***** Page extract *****

'Psychologically Tortured' Amanda Knox Will 'Keep Fighting' Despite Feeling 'Gaslighted' by Italian Court for Upholding Slander Conviction
Amanda Knox didn't give up 17 years ago, and she's not giving up now.
The 37-year-old — who was wrongfully convicted of murdering her roommate Meredith Kercher while studying abroad in Perugia, Italy, in 2007 — has spoken out after an Italian court released a 35-page document explaining their decision to uphold a previous conviction made against Knox for slander.
Knox was reconvicted of slander back in June after falsely accusing Congolese bar owner Patrick Lumumba, who was also her boss at the time, of murdering Kercher.
The then-20-year-old made the assumption during a 53-hour police interrogation, though Knox later claimed her statements were "made under the pressure of stress, shock, and extreme exhaustion."

***** Material provided *****

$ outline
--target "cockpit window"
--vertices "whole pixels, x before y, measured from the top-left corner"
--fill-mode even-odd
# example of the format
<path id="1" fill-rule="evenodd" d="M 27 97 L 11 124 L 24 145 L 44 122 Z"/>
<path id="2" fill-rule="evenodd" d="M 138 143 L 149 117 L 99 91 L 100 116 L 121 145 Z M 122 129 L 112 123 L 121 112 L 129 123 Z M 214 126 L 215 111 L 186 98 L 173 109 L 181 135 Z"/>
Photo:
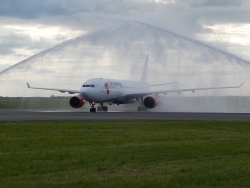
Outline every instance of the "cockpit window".
<path id="1" fill-rule="evenodd" d="M 91 84 L 91 85 L 82 85 L 82 87 L 95 87 L 94 84 Z"/>

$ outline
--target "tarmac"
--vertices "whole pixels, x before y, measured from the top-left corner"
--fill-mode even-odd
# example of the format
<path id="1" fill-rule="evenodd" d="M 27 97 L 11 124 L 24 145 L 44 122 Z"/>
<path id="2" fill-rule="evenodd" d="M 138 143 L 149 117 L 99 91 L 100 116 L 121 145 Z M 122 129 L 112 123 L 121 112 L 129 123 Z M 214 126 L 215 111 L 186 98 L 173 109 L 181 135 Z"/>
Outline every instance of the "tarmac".
<path id="1" fill-rule="evenodd" d="M 185 112 L 81 112 L 0 110 L 0 121 L 25 120 L 218 120 L 249 121 L 250 113 L 185 113 Z"/>

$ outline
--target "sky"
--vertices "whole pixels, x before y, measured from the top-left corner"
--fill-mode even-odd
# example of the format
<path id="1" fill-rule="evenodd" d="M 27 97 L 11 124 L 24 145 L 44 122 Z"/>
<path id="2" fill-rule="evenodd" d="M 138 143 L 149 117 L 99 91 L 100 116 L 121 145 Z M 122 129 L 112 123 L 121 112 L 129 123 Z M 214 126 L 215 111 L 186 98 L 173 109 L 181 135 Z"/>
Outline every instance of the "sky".
<path id="1" fill-rule="evenodd" d="M 110 17 L 152 24 L 250 60 L 249 0 L 0 0 L 0 71 Z"/>
<path id="2" fill-rule="evenodd" d="M 148 26 L 152 26 L 151 30 Z M 103 28 L 106 30 L 102 30 Z M 177 35 L 172 35 L 171 32 Z M 179 40 L 175 40 L 176 38 Z M 192 39 L 202 43 L 196 45 L 195 42 L 190 42 Z M 86 45 L 81 45 L 83 42 Z M 17 66 L 16 72 L 13 71 L 12 75 L 4 76 L 5 80 L 1 80 L 2 88 L 5 89 L 0 91 L 0 96 L 51 94 L 36 93 L 37 90 L 26 91 L 26 81 L 32 81 L 35 86 L 44 86 L 46 82 L 48 87 L 77 89 L 84 79 L 93 75 L 105 77 L 112 73 L 114 78 L 131 78 L 131 75 L 137 74 L 138 77 L 138 71 L 135 70 L 140 70 L 147 51 L 151 52 L 151 65 L 154 64 L 149 72 L 153 83 L 162 82 L 162 79 L 184 82 L 188 78 L 190 85 L 183 87 L 204 87 L 206 84 L 224 86 L 229 80 L 235 85 L 249 78 L 246 79 L 248 70 L 243 70 L 244 73 L 240 74 L 242 67 L 230 67 L 231 57 L 219 54 L 217 59 L 211 59 L 211 54 L 217 51 L 203 44 L 250 62 L 250 1 L 0 0 L 0 74 L 23 62 L 22 66 Z M 171 51 L 173 46 L 175 52 Z M 183 50 L 182 47 L 186 49 Z M 199 52 L 202 47 L 204 49 Z M 78 59 L 76 56 L 79 53 L 67 56 L 67 53 L 77 51 L 81 54 Z M 134 53 L 133 58 L 119 56 L 124 52 L 130 55 Z M 158 56 L 159 53 L 165 56 Z M 167 61 L 172 61 L 173 64 L 164 64 L 164 58 L 168 58 Z M 25 61 L 26 59 L 28 60 Z M 124 59 L 130 63 L 126 65 Z M 238 62 L 237 58 L 232 59 Z M 63 64 L 64 60 L 68 66 Z M 201 63 L 193 64 L 193 61 Z M 203 66 L 205 62 L 212 61 L 221 63 L 219 66 L 216 63 Z M 103 62 L 105 66 L 100 64 Z M 116 62 L 121 63 L 115 64 Z M 98 70 L 96 65 L 102 68 Z M 225 70 L 224 65 L 229 68 Z M 112 70 L 110 67 L 113 67 Z M 28 72 L 27 69 L 32 71 Z M 205 80 L 209 80 L 208 83 Z M 245 87 L 247 90 L 244 92 L 237 90 L 236 93 L 229 94 L 242 92 L 248 95 L 250 85 Z"/>

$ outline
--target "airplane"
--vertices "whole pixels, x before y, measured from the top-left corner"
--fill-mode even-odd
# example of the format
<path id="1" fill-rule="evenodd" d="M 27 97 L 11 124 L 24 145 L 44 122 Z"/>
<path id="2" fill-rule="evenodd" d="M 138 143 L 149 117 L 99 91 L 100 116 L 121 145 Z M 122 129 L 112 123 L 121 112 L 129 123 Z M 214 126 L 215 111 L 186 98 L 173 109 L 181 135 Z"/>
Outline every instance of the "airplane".
<path id="1" fill-rule="evenodd" d="M 147 73 L 148 73 L 148 55 L 146 56 L 141 78 L 139 81 L 92 78 L 85 81 L 81 86 L 80 90 L 31 87 L 28 82 L 27 82 L 27 87 L 29 89 L 53 90 L 62 93 L 67 92 L 69 94 L 78 94 L 76 96 L 73 96 L 69 100 L 70 106 L 72 108 L 80 108 L 87 101 L 91 105 L 90 112 L 95 113 L 96 112 L 95 104 L 97 103 L 100 104 L 97 107 L 97 111 L 107 112 L 108 107 L 104 106 L 104 103 L 119 105 L 119 104 L 131 104 L 138 101 L 140 103 L 140 106 L 138 106 L 138 111 L 146 111 L 147 109 L 155 108 L 158 105 L 159 103 L 158 96 L 160 94 L 163 95 L 166 95 L 167 93 L 180 94 L 186 91 L 191 91 L 195 93 L 195 91 L 198 90 L 240 88 L 245 83 L 243 82 L 239 86 L 149 91 L 150 87 L 174 84 L 178 82 L 149 85 L 147 83 Z"/>

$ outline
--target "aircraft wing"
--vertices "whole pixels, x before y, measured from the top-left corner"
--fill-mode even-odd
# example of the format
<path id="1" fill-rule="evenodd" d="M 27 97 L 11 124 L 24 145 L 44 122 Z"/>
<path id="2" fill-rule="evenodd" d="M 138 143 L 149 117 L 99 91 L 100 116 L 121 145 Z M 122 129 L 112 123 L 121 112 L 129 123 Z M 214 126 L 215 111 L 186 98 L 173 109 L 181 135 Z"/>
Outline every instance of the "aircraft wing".
<path id="1" fill-rule="evenodd" d="M 214 90 L 214 89 L 229 89 L 229 88 L 240 88 L 245 82 L 243 82 L 239 86 L 225 86 L 225 87 L 204 87 L 204 88 L 190 88 L 190 89 L 173 89 L 173 90 L 161 90 L 161 91 L 147 91 L 147 92 L 134 92 L 134 93 L 126 93 L 122 97 L 125 98 L 137 98 L 143 97 L 146 95 L 159 95 L 159 94 L 168 94 L 168 93 L 178 93 L 181 94 L 182 92 L 191 91 L 195 93 L 195 91 L 199 90 Z"/>
<path id="2" fill-rule="evenodd" d="M 29 89 L 53 90 L 53 91 L 59 91 L 59 92 L 61 92 L 61 93 L 69 93 L 69 94 L 80 93 L 80 90 L 31 87 L 31 86 L 29 85 L 29 83 L 27 83 L 27 87 L 28 87 Z"/>

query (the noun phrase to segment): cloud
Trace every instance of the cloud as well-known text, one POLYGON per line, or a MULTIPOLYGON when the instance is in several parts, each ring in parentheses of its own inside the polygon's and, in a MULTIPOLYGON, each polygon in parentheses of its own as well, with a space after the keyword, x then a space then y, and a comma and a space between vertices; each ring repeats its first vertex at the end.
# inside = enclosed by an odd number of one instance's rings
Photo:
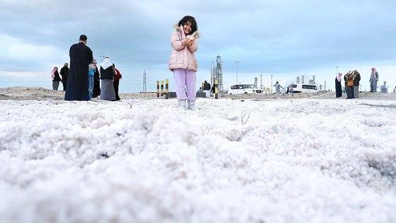
MULTIPOLYGON (((234 72, 235 61, 240 61, 242 76, 286 76, 342 64, 352 67, 396 59, 396 2, 390 0, 0 4, 0 46, 7 52, 0 56, 0 69, 8 72, 44 74, 60 66, 83 33, 96 59, 110 56, 127 76, 140 77, 144 69, 168 75, 173 25, 185 15, 198 23, 202 38, 196 56, 199 74, 207 76, 218 55, 225 73, 234 72)), ((140 84, 133 81, 131 88, 140 84)))

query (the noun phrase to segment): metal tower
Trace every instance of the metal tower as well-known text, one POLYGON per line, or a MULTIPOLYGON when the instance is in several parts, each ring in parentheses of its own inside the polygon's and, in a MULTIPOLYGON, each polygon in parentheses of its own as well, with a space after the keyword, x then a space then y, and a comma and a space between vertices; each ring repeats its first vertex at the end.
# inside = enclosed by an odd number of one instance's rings
POLYGON ((146 84, 146 70, 143 72, 143 89, 141 90, 141 91, 147 91, 147 85, 146 84))
POLYGON ((221 57, 217 55, 216 59, 216 67, 212 66, 211 74, 211 85, 214 84, 215 80, 218 81, 218 89, 219 93, 224 92, 224 86, 223 86, 223 62, 221 62, 221 57))

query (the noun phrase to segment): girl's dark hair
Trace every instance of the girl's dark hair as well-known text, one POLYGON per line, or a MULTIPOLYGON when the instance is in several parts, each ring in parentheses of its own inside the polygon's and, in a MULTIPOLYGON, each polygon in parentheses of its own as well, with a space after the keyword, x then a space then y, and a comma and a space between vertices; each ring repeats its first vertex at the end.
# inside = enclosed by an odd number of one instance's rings
POLYGON ((183 17, 183 18, 182 18, 180 21, 179 21, 178 26, 184 25, 188 22, 191 23, 191 32, 187 34, 194 33, 194 32, 198 30, 198 25, 197 25, 197 21, 195 21, 195 18, 194 18, 194 17, 192 16, 186 16, 183 17))

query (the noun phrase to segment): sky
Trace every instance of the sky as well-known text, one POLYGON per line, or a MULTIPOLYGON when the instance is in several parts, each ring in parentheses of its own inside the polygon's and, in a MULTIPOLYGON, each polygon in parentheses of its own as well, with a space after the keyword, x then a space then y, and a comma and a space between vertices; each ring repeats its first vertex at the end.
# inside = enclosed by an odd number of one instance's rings
MULTIPOLYGON (((69 62, 81 34, 99 62, 110 57, 123 75, 120 92, 148 91, 169 79, 173 25, 196 18, 197 87, 210 80, 221 57, 225 88, 237 83, 283 86, 305 76, 334 88, 337 72, 357 69, 369 89, 375 67, 378 87, 396 86, 395 1, 20 1, 0 0, 0 88, 51 88, 52 67, 69 62)), ((62 87, 60 87, 62 89, 62 87)), ((389 91, 389 90, 388 90, 389 91)))

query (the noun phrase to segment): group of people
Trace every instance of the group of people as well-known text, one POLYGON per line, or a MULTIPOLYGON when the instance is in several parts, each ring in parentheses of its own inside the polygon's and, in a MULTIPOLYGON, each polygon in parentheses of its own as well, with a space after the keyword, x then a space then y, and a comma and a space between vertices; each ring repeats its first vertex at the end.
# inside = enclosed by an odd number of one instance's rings
POLYGON ((108 57, 105 57, 98 69, 92 50, 86 43, 86 35, 81 35, 78 43, 71 45, 69 50, 70 69, 65 63, 60 72, 62 79, 58 68, 54 67, 51 72, 52 89, 57 91, 62 81, 64 91, 66 91, 66 101, 91 101, 98 96, 102 100, 120 100, 118 87, 120 79, 122 77, 121 73, 108 57))
MULTIPOLYGON (((338 73, 335 79, 335 93, 336 97, 342 96, 342 88, 341 85, 341 78, 342 73, 338 73)), ((375 67, 371 68, 371 75, 368 81, 370 82, 370 92, 377 91, 377 82, 378 81, 378 72, 375 67)), ((361 76, 357 70, 348 72, 344 76, 345 84, 345 92, 346 93, 346 99, 359 98, 359 88, 360 86, 361 76)))
POLYGON ((60 74, 62 78, 59 76, 59 73, 58 72, 58 67, 54 67, 52 71, 51 72, 51 77, 52 78, 52 90, 58 91, 59 86, 59 83, 62 82, 63 84, 63 91, 66 91, 66 86, 67 85, 67 77, 69 76, 69 64, 67 63, 64 64, 64 66, 61 68, 60 74))

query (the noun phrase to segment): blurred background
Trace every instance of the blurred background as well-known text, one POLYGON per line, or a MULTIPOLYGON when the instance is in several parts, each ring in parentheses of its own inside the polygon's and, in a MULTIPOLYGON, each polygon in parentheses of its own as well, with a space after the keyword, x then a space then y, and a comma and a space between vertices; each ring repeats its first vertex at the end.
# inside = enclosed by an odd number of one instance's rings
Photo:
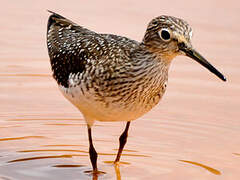
POLYGON ((2 1, 0 7, 0 179, 92 179, 85 122, 58 91, 46 47, 47 9, 101 33, 141 41, 159 15, 185 19, 192 43, 228 79, 187 57, 170 69, 167 92, 134 121, 120 169, 114 160, 124 123, 96 123, 99 179, 240 177, 239 2, 2 1))

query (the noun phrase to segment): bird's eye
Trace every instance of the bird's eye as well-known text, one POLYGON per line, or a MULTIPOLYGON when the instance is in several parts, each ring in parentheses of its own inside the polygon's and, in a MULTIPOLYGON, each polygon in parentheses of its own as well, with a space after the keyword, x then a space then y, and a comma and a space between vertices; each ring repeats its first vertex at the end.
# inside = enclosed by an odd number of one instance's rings
POLYGON ((171 39, 171 34, 168 29, 161 29, 159 35, 163 41, 168 42, 171 39))

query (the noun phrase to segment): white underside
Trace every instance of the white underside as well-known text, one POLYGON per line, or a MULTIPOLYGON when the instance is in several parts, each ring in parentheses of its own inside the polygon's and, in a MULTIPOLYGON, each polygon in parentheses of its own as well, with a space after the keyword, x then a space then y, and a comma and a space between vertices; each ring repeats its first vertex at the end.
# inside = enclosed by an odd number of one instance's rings
MULTIPOLYGON (((119 103, 109 103, 106 107, 103 103, 96 101, 90 92, 82 93, 79 86, 65 88, 60 86, 63 95, 75 105, 85 117, 88 125, 93 125, 98 121, 132 121, 150 109, 146 109, 138 104, 130 104, 127 108, 119 103)), ((109 101, 110 98, 106 98, 109 101)))

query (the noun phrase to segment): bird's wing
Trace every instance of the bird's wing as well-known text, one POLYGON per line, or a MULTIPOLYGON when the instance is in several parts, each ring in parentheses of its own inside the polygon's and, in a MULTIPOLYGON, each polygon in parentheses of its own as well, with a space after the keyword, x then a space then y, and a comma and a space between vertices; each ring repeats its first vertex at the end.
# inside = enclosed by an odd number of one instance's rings
POLYGON ((47 46, 53 77, 59 85, 69 86, 69 75, 82 73, 86 65, 101 59, 106 40, 63 16, 51 12, 48 19, 47 46))
MULTIPOLYGON (((51 12, 48 20, 47 46, 53 77, 59 85, 69 86, 71 74, 94 71, 101 66, 114 71, 124 64, 138 43, 126 37, 98 34, 51 12)), ((105 73, 103 69, 101 73, 105 73)), ((94 74, 94 73, 92 73, 94 74)), ((96 73, 95 73, 96 74, 96 73)), ((90 76, 90 75, 89 75, 90 76)))

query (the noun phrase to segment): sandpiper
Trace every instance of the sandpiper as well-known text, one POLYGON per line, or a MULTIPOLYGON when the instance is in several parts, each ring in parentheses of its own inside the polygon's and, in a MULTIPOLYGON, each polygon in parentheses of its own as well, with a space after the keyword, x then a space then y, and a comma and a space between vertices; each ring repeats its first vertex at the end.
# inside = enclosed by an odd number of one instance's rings
POLYGON ((192 29, 182 19, 159 16, 150 21, 142 42, 99 34, 50 11, 47 47, 62 94, 83 114, 88 127, 93 173, 98 172, 91 127, 98 121, 127 121, 119 138, 118 163, 130 122, 162 98, 169 66, 177 55, 197 61, 223 81, 226 78, 193 49, 192 29))

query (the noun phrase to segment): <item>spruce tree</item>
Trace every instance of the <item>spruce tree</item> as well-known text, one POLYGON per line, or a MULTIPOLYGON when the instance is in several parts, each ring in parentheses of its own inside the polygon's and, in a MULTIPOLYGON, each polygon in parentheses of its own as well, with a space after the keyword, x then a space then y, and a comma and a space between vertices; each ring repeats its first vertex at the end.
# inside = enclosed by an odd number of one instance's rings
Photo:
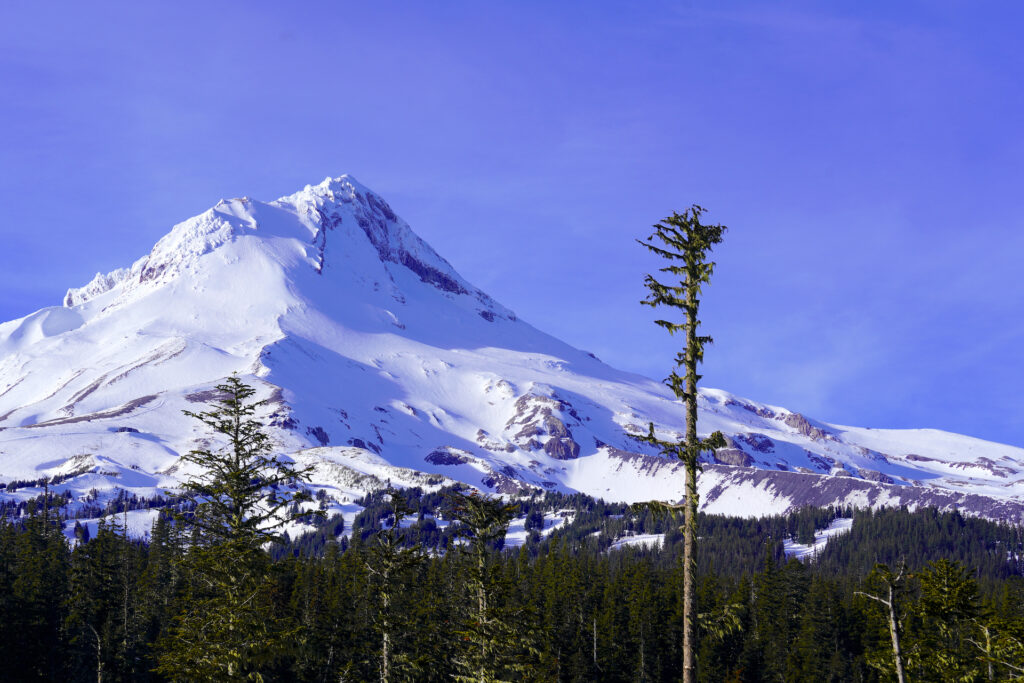
POLYGON ((414 512, 406 497, 388 488, 391 503, 391 523, 382 528, 366 550, 364 561, 370 574, 370 586, 376 596, 375 626, 380 638, 379 670, 381 683, 415 678, 409 656, 398 648, 398 637, 408 615, 396 609, 397 598, 410 572, 423 561, 420 545, 406 546, 401 533, 401 520, 414 512))
POLYGON ((476 492, 468 496, 457 493, 451 498, 454 516, 467 539, 465 585, 469 589, 467 618, 457 634, 466 647, 456 661, 459 673, 455 679, 493 683, 519 678, 528 668, 526 656, 535 652, 515 610, 498 604, 501 589, 508 587, 495 580, 488 563, 490 548, 504 544, 517 506, 476 492))
POLYGON ((310 500, 297 488, 308 470, 271 455, 272 443, 252 400, 253 387, 237 377, 217 385, 211 410, 185 412, 223 443, 182 456, 199 474, 182 484, 195 508, 178 520, 190 527, 183 558, 187 579, 182 610, 160 643, 160 671, 173 680, 262 680, 288 649, 293 629, 273 608, 264 546, 283 541, 281 527, 310 500))
POLYGON ((659 439, 654 433, 654 423, 650 423, 646 435, 639 438, 658 446, 665 455, 681 460, 686 469, 686 495, 682 506, 653 504, 656 510, 674 514, 683 508, 683 563, 684 563, 684 597, 683 597, 683 681, 694 683, 696 680, 695 649, 695 591, 696 591, 696 537, 697 537, 697 471, 700 454, 714 451, 725 445, 725 439, 720 432, 713 433, 707 439, 697 437, 697 364, 703 360, 705 346, 712 338, 697 334, 700 321, 697 317, 700 307, 700 288, 711 282, 715 262, 708 259, 708 254, 715 245, 722 242, 726 230, 724 225, 706 225, 700 222, 702 207, 693 205, 683 213, 673 212, 671 216, 654 224, 654 231, 647 241, 638 240, 641 245, 657 256, 669 261, 669 265, 658 268, 667 273, 677 284, 664 283, 654 275, 648 274, 644 285, 649 291, 647 298, 641 303, 652 308, 669 306, 681 310, 685 316, 681 323, 667 319, 655 321, 669 334, 682 332, 686 335, 683 350, 676 354, 675 369, 665 380, 666 385, 682 400, 686 412, 686 435, 681 441, 659 439), (678 370, 683 371, 680 375, 678 370))

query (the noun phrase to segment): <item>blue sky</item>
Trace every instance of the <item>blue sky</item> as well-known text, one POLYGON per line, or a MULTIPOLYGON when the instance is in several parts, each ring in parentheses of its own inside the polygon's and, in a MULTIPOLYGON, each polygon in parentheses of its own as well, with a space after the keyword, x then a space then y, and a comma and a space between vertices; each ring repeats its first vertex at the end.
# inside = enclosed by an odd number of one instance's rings
POLYGON ((222 197, 351 173, 651 377, 633 241, 730 227, 705 384, 1024 445, 1017 2, 4 3, 0 319, 222 197))

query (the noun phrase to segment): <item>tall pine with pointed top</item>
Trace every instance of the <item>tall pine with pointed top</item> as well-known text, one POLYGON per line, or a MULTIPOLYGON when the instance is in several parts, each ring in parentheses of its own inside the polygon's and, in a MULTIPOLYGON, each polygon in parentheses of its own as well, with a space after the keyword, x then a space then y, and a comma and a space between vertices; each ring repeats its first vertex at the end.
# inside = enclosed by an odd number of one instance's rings
POLYGON ((686 410, 686 437, 682 441, 666 441, 657 438, 654 423, 648 426, 647 434, 641 440, 658 446, 662 453, 679 458, 686 468, 686 497, 682 506, 654 503, 652 506, 663 512, 673 513, 683 508, 683 681, 696 680, 695 649, 695 579, 696 579, 696 531, 697 531, 697 470, 700 454, 725 445, 721 432, 715 432, 707 439, 697 437, 697 364, 703 360, 705 346, 712 338, 697 334, 700 319, 700 288, 711 282, 715 262, 708 255, 715 245, 722 242, 726 230, 724 225, 706 225, 700 222, 705 209, 693 205, 683 213, 673 212, 671 216, 654 224, 654 231, 646 241, 637 240, 654 254, 669 262, 658 272, 673 282, 663 282, 648 274, 644 286, 649 291, 641 303, 652 308, 669 306, 684 313, 682 323, 658 319, 655 323, 669 334, 684 333, 686 343, 676 354, 675 368, 665 380, 666 385, 679 397, 686 410), (679 374, 683 371, 683 375, 679 374))
MULTIPOLYGON (((217 385, 218 397, 196 418, 222 445, 181 460, 199 473, 182 493, 195 508, 178 515, 191 531, 181 559, 182 608, 158 643, 157 671, 174 681, 261 681, 291 647, 295 626, 275 609, 270 556, 282 527, 310 497, 299 486, 308 469, 272 455, 259 419, 266 401, 237 377, 217 385)), ((186 509, 187 510, 187 509, 186 509)))

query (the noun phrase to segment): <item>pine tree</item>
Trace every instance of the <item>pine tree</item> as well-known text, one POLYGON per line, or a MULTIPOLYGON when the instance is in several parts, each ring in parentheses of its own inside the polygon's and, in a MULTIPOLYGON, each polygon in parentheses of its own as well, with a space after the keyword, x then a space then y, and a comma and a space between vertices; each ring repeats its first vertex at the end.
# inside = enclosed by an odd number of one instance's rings
POLYGON ((696 575, 696 536, 697 536, 697 470, 700 454, 714 451, 725 445, 725 439, 720 432, 713 433, 707 439, 697 437, 697 364, 703 360, 705 345, 712 338, 700 336, 697 329, 700 321, 697 317, 700 306, 700 288, 711 282, 715 262, 708 260, 708 254, 713 247, 722 242, 725 232, 724 225, 706 225, 700 222, 702 207, 693 205, 682 214, 673 213, 659 223, 654 224, 654 232, 646 242, 638 242, 654 254, 670 262, 659 268, 659 272, 669 273, 678 279, 678 285, 665 284, 648 274, 644 285, 649 290, 646 299, 641 303, 656 308, 669 306, 685 313, 683 323, 658 319, 655 323, 669 331, 686 333, 686 343, 683 350, 676 354, 675 366, 682 369, 684 375, 676 370, 665 380, 666 385, 683 401, 686 410, 686 436, 682 441, 666 441, 657 438, 654 433, 654 423, 648 426, 647 434, 640 438, 662 449, 670 457, 683 461, 686 468, 686 497, 683 506, 655 504, 653 507, 662 512, 674 514, 683 508, 683 554, 684 554, 684 607, 683 607, 683 681, 694 683, 696 680, 695 648, 695 575, 696 575), (681 264, 679 263, 681 262, 681 264))
POLYGON ((401 520, 414 512, 413 508, 406 497, 394 488, 388 488, 387 495, 391 503, 390 526, 376 533, 364 558, 377 602, 375 626, 380 637, 381 683, 411 678, 407 673, 409 657, 398 650, 395 642, 402 630, 402 622, 407 621, 396 609, 395 600, 401 594, 400 588, 409 573, 423 561, 419 544, 412 547, 402 545, 401 520))
POLYGON ((510 680, 528 669, 527 656, 536 652, 528 646, 528 634, 516 610, 502 608, 499 593, 507 590, 496 581, 488 559, 490 548, 504 543, 509 522, 517 506, 500 499, 470 495, 452 495, 453 513, 461 522, 467 539, 468 559, 465 584, 469 589, 466 624, 458 635, 466 647, 457 660, 457 681, 493 683, 510 680))
POLYGON ((882 658, 868 660, 868 664, 884 672, 890 671, 887 665, 891 664, 893 667, 891 671, 895 673, 898 683, 904 683, 906 681, 906 672, 903 643, 901 641, 903 633, 903 605, 901 601, 903 593, 906 590, 906 566, 900 566, 896 572, 893 572, 885 564, 877 564, 868 577, 868 584, 881 588, 879 591, 881 595, 873 595, 863 591, 856 591, 855 595, 873 600, 885 607, 885 617, 889 626, 889 637, 892 643, 891 663, 882 658))
POLYGON ((158 671, 173 680, 262 680, 288 650, 293 629, 273 608, 270 558, 263 547, 310 500, 297 483, 308 473, 270 455, 257 414, 265 401, 237 377, 217 386, 210 411, 185 412, 226 444, 182 456, 200 473, 182 484, 195 509, 179 515, 190 527, 182 562, 183 608, 160 643, 158 671))

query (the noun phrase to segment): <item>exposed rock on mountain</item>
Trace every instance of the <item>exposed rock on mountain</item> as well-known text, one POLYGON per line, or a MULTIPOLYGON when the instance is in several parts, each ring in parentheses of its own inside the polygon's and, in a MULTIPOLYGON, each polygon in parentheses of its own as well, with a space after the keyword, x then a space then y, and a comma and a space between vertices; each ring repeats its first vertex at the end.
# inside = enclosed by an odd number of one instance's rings
MULTIPOLYGON (((682 492, 679 463, 630 436, 649 422, 682 436, 665 386, 518 319, 349 176, 219 202, 63 306, 0 325, 0 482, 160 495, 208 438, 182 410, 232 373, 267 400, 279 449, 337 500, 388 481, 682 492)), ((708 510, 934 504, 1020 518, 1021 449, 829 425, 713 389, 699 403, 699 432, 728 436, 706 458, 708 510)))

*****

Task list:
a. In the Amanda Knox article, how long was the police interrogation during which Knox accused Patrick Lumumba?
b. Sum up the Amanda Knox article in two sentences.

Task answers:
a. 53 hours

b. Amanda Knox, 37, who was wrongfully convicted of murdering her roommate Meredith Kercher in Perugia, Italy, in 2007, has spoken out after an Italian court released a 35-page document explaining why it upheld her slander conviction. She was reconvicted in June for falsely accusing her then-boss Patrick Lumumba of the murder during a 53-hour police interrogation, though she later said her statements were made under stress, shock, and extreme exhaustion.